◆ **THE RECORDS**:
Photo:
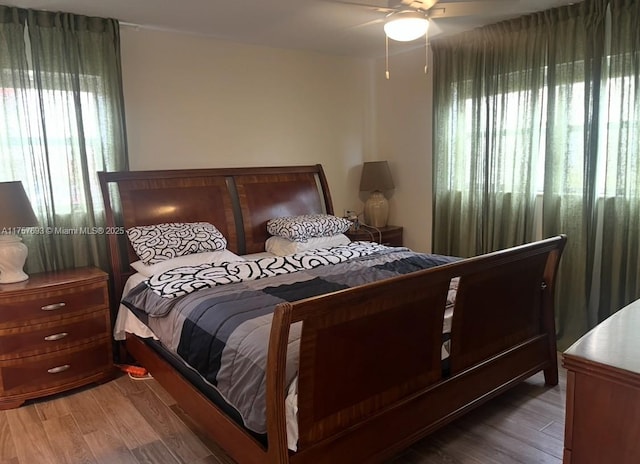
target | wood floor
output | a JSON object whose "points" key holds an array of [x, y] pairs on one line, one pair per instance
{"points": [[137, 422]]}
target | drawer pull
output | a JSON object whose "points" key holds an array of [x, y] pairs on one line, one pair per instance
{"points": [[54, 337], [53, 307], [57, 370]]}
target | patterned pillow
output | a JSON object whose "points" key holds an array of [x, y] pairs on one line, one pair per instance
{"points": [[159, 242], [301, 228]]}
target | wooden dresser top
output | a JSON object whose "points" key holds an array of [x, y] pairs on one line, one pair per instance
{"points": [[614, 342]]}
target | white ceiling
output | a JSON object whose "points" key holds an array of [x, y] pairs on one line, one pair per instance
{"points": [[326, 26]]}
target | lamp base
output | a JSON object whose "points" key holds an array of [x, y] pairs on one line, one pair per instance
{"points": [[13, 254], [376, 209]]}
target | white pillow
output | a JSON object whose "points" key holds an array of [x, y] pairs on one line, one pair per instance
{"points": [[282, 247], [209, 257], [302, 228], [159, 242]]}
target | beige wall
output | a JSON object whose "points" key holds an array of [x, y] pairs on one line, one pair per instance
{"points": [[198, 102], [403, 136]]}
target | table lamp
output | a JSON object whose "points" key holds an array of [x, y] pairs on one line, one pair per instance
{"points": [[376, 178], [15, 213]]}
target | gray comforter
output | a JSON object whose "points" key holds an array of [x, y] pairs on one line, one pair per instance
{"points": [[222, 330]]}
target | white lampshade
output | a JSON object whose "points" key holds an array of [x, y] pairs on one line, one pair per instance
{"points": [[406, 25], [376, 178], [15, 213]]}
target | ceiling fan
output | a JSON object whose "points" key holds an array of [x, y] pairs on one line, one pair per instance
{"points": [[407, 20]]}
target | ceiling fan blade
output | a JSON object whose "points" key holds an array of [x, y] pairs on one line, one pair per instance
{"points": [[420, 4], [368, 23], [456, 9], [377, 5]]}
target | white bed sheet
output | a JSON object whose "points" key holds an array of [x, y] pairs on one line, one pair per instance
{"points": [[127, 322]]}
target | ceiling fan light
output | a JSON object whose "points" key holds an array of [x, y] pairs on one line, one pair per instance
{"points": [[405, 26]]}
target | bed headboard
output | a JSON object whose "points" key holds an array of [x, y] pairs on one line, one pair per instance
{"points": [[238, 201]]}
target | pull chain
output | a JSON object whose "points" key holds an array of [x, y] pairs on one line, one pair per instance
{"points": [[426, 54], [386, 48]]}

◆ **TASK TO COMPLETE**: Pictures aside, retype all of the entries word for word.

◆ **ANSWER BELOW**:
Photo:
target | wood floor
output | a JSON object whose "points" key holds an array of [x, y] pairs on one line, one pair per instance
{"points": [[137, 422]]}
target | drawer pull
output | a JSON object whose "points" key holds an array of [x, y] pairs on one line, one pair per instance
{"points": [[54, 337], [53, 307], [57, 370]]}
target | patterned pillow
output | a JSON object whose "points" key holds an array of [x, y] pairs on one line, one pair per instance
{"points": [[159, 242], [301, 228]]}
target | wooden dresser top
output | a JSON object whose "points" key holds an array of [x, y] pairs on one line, one pair per instance
{"points": [[614, 342]]}
target | white ceiling
output | a JSON object whose "points" key holds an array of [x, y] pairs on one line, one pair per instance
{"points": [[326, 26]]}
target | lamp base
output | a JSON object whose "points" key holds an array of [x, y] pairs on one line, one pair per instance
{"points": [[13, 254], [376, 209]]}
target | white pillow
output | a JSON object whose "points" key holds an array of [x, y] pairs on one line, one pair per instance
{"points": [[282, 247], [209, 257], [302, 228], [159, 242]]}
target | beige wall
output | a JSON object whose "points" key holds an array of [x, y] pairs on one line, one pair per instance
{"points": [[198, 102], [403, 136]]}
target | table lamp
output | a JSON object whose "points" key holds an array of [x, y] pairs on one line, one pair per instance
{"points": [[376, 178], [15, 213]]}
target | gray comforter
output | a JSON object whose "points" key holds an array of [x, y] pairs on one line, one pair per instance
{"points": [[222, 330]]}
target | white lampshade
output | a JSON object whose "points" key holds an array of [x, y] pairs on one line, one pair per instance
{"points": [[406, 25], [376, 178], [15, 213]]}
target | ceiling fan
output | a JSON object whose "points" key holds an array of [x, y] pairs on one line, one pair per instance
{"points": [[407, 20]]}
target | ceiling fan blade
output | a JSON object whose "points" key holds an array of [x, y] pairs on one line, one pair per instance
{"points": [[420, 4], [368, 23], [456, 9], [377, 5]]}
target | white bed sheet
output | a JSON object whose "points" key holds an array of [x, y] pairs on one line, one pair per instance
{"points": [[127, 322]]}
target | ceiling fan light
output | a JSON object whose "points" key holds an array of [x, y] pairs on one line, one pair per instance
{"points": [[405, 26]]}
target | bed headboard
output | a JSON object whose "points" key holds an array of [x, y] pairs on one line, one pair per instance
{"points": [[238, 201]]}
target | pull chain
output | a JSON object whose "points" key holds an array of [x, y] pairs on one line, one pair per instance
{"points": [[426, 54], [386, 48]]}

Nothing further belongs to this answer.